==== RECORD SET ====
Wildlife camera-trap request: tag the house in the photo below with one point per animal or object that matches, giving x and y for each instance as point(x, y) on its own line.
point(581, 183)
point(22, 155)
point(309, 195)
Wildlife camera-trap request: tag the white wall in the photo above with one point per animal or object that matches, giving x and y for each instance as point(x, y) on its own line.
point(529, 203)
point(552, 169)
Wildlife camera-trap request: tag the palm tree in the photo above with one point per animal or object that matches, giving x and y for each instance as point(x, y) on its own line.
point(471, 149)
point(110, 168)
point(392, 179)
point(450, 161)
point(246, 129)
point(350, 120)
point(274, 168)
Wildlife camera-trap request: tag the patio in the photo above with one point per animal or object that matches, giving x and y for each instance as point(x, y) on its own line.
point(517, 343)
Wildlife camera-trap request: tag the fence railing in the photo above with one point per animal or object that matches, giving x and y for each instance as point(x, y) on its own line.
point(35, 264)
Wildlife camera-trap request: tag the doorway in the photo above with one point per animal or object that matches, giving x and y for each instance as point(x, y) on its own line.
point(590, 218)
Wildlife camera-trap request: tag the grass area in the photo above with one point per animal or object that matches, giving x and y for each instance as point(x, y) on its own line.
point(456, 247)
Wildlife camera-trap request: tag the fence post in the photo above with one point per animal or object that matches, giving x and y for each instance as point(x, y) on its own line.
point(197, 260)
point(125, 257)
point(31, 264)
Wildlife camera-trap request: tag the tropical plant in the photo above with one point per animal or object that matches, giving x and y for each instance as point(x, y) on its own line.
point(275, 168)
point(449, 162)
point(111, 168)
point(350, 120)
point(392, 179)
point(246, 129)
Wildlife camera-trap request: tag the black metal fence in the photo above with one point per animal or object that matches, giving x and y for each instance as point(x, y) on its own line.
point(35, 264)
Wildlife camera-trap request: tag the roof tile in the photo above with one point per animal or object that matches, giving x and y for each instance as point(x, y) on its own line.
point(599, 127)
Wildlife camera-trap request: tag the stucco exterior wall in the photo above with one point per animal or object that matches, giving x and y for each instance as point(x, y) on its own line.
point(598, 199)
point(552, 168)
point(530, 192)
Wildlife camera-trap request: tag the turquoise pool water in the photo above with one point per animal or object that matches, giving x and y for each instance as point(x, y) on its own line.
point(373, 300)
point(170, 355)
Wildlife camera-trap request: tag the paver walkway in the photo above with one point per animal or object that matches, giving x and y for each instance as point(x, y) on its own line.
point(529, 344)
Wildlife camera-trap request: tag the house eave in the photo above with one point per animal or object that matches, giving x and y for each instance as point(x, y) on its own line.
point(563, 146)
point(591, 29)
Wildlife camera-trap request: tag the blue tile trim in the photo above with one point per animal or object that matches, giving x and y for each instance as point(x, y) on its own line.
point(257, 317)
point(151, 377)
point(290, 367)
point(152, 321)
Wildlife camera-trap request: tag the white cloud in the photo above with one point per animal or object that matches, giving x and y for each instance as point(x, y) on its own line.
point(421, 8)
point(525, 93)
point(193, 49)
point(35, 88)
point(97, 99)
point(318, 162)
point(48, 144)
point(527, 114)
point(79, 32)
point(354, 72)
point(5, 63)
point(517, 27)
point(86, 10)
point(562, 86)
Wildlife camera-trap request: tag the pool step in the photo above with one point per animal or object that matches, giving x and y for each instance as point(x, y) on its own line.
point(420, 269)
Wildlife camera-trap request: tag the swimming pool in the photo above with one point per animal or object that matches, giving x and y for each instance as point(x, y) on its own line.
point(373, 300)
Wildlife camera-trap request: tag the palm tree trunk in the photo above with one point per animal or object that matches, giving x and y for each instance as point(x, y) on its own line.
====
# EXERCISE GOAL:
Copy out the data above, word for word.

# REPLY TO THE TASK:
Wildlife camera-trap request: tag the house in the photo below with one point per animal or object that matches, giving x and y for each instance as point(x, y) on its own line.
point(581, 183)
point(22, 155)
point(309, 195)
Wildlife camera-trap request: tag the white wall in the photo above with one point per animal or object that matches, giving x and y for each instance as point(x, y) on its own line.
point(529, 203)
point(552, 169)
Wildlife camera-trap request: tag the palm tree in the photo above with one point per animal or object that matches, giving x and y for each instance as point(x, y) on its own line.
point(471, 149)
point(110, 168)
point(392, 179)
point(450, 161)
point(246, 129)
point(350, 120)
point(274, 168)
Wildlife camera-trap request: tag the patio in the photo above with one point per animal or object that matches, giving x and y for each instance as point(x, y) on its own line.
point(517, 343)
Wildlife camera-trap request: tag the fence railing in the photo above with one point per animal or object that matches, giving x and y for each instance as point(x, y) on its own line.
point(35, 264)
Wildlife camera-trap request: tag the doorway in the photo above with one point per animal or object that matches, giving x and y for each instance as point(x, y) on its own line.
point(590, 218)
Wildlife camera-trap request: tag the grass area in the photo above with one point per animal or object that matches, giving x and y for each instance as point(x, y) on its own line.
point(456, 247)
Wildlife camera-trap request: tag the fence post in the photo above with one point per animal or object that matches, giving x and y for each instance as point(x, y) on its own line.
point(197, 260)
point(125, 257)
point(31, 264)
Wildlife camera-trap request: tag the tropical plant in the photo above with one point per animal or object that matches, giving x and y for each instance as point(x, y) on its own line.
point(275, 168)
point(449, 162)
point(111, 168)
point(350, 120)
point(392, 179)
point(246, 129)
Wildlife camera-trap request: tag the black metal fence in the photo above with one point per animal or object that matches, giving x and y for each instance as point(x, y) on its own line.
point(35, 264)
Wildlife camera-trap request: tag the roof tile in the photo above with one point per animal or object that matches, giving x and y for each instance as point(x, y) on its own line.
point(599, 127)
Wildlife camera-trap request: tag the stucco exterior wall in the photo above with one point per animal or object that matches, giving x and y for each instance as point(x, y) on its own line.
point(598, 199)
point(552, 168)
point(530, 192)
Wildlife camera-trap request: tag the turquoise pool water in the photo above with one point per animal or object that matches, giving x and y for each instance as point(x, y) on its own line.
point(373, 300)
point(170, 355)
Wildlife camera-trap request: tag the paver walkway in the photo above with one point per animal or object that matches, giving x and y for each instance as point(x, y) on its own line.
point(529, 344)
Wildlife camera-trap request: tag the house eave in the photo above with one point per animal or object that matches, giving x and y for each instance as point(x, y) on its own line.
point(563, 146)
point(591, 29)
Wildlife camera-trap request: tag the blue tile trim in the photo above with one point per animal or object that matches, giving x and y for each instance as point(x, y) on its own line.
point(257, 317)
point(151, 377)
point(290, 367)
point(152, 321)
Wildlife camera-trap request: tag the white cloud in the photo above with one point per animal or object that matches, giving x and y for each instance as point(x, y) on its own line.
point(421, 8)
point(525, 93)
point(193, 49)
point(35, 88)
point(97, 99)
point(318, 162)
point(48, 144)
point(527, 114)
point(79, 32)
point(354, 72)
point(5, 63)
point(517, 27)
point(86, 10)
point(562, 86)
Wildlife camera-trap request: tag the pool step in the photo above with one point per animal or object that matches, giving x and y for each instance as point(x, y) on its own line.
point(420, 269)
Wildlife camera-trap request: tag the swimming pool in the photo above with one point per animal or object that matches, giving x and y for each instance as point(x, y) on its own line.
point(373, 300)
Wildlife camera-trap request: tag the palm tree trunk in the photo above with one point per animal or object that matches, giving x and y for each instance as point(x, y) on its own line.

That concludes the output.